=== INSTRUCTION ===
Your task is to reproduce the entries below word for word.

═══ STORED ROWS ═══

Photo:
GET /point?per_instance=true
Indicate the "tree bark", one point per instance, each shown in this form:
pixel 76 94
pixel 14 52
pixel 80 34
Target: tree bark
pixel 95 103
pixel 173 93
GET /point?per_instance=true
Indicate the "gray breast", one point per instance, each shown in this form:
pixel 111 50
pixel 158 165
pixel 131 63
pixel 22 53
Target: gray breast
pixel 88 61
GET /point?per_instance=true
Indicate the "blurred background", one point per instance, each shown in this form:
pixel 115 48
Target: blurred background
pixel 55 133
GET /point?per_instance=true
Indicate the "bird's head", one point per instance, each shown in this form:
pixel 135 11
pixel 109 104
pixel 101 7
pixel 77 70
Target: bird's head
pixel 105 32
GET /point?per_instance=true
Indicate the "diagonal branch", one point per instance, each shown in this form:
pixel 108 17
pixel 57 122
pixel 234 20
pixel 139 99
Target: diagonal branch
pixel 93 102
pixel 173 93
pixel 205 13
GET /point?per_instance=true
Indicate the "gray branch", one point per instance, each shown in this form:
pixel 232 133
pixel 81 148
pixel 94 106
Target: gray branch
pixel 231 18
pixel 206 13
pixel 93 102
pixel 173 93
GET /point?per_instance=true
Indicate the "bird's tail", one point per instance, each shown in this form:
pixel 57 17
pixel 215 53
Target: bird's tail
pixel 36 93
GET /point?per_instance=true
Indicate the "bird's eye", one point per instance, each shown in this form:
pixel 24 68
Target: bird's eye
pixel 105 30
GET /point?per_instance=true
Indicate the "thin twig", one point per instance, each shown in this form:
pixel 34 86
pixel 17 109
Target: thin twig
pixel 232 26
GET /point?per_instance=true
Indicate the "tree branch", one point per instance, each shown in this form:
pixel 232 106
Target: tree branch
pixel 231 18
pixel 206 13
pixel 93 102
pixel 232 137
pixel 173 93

═══

=== ANSWER TO THE PROBLEM ===
Photo:
GET /point?per_instance=true
Indicate the "tree bark", one point per instance, each shown in this form:
pixel 76 94
pixel 14 52
pixel 80 34
Target: tree bark
pixel 95 103
pixel 173 93
GET /point?per_instance=true
Indicate the "gray breast", one point per instance, each shown in this form:
pixel 111 50
pixel 158 165
pixel 131 63
pixel 22 53
Target: gray breast
pixel 88 61
GET /point?per_instance=true
Indicate the "blurred background", one point per instance, each shown in this form:
pixel 115 48
Target: blurred background
pixel 55 133
GET /point?per_instance=true
Indicate the "bird's head", one point per instance, each shown in this form:
pixel 135 11
pixel 109 104
pixel 101 7
pixel 77 70
Target: bird's head
pixel 105 32
GET /point?per_instance=true
Indicate the "diagonal branch", one point per instance, each shown in this form:
pixel 108 17
pixel 57 122
pixel 234 20
pixel 139 99
Target: diagonal branch
pixel 93 102
pixel 173 93
pixel 205 13
GET /point?per_instance=true
Indicate the "gray branch", one point per instance, each shown in this form:
pixel 232 133
pixel 81 148
pixel 94 106
Target: gray branch
pixel 231 18
pixel 206 13
pixel 93 102
pixel 173 93
GET /point?per_instance=true
Indicate the "bird's tail", one point per instance, each shown in this form:
pixel 57 17
pixel 215 53
Target: bird's tail
pixel 36 93
GET /point?per_instance=true
Indicate the "bird's eye", one point per instance, each shown in this form:
pixel 24 68
Target: bird's eye
pixel 105 30
GET /point?per_instance=true
Indicate the "thin twig", one point per instance, each shown in this form:
pixel 34 86
pixel 17 109
Target: thin twig
pixel 232 26
GET /point?per_instance=true
Indicate the "tree branch", one point per instance, each shown in this form:
pixel 232 106
Target: tree branch
pixel 231 18
pixel 206 13
pixel 93 102
pixel 232 137
pixel 173 93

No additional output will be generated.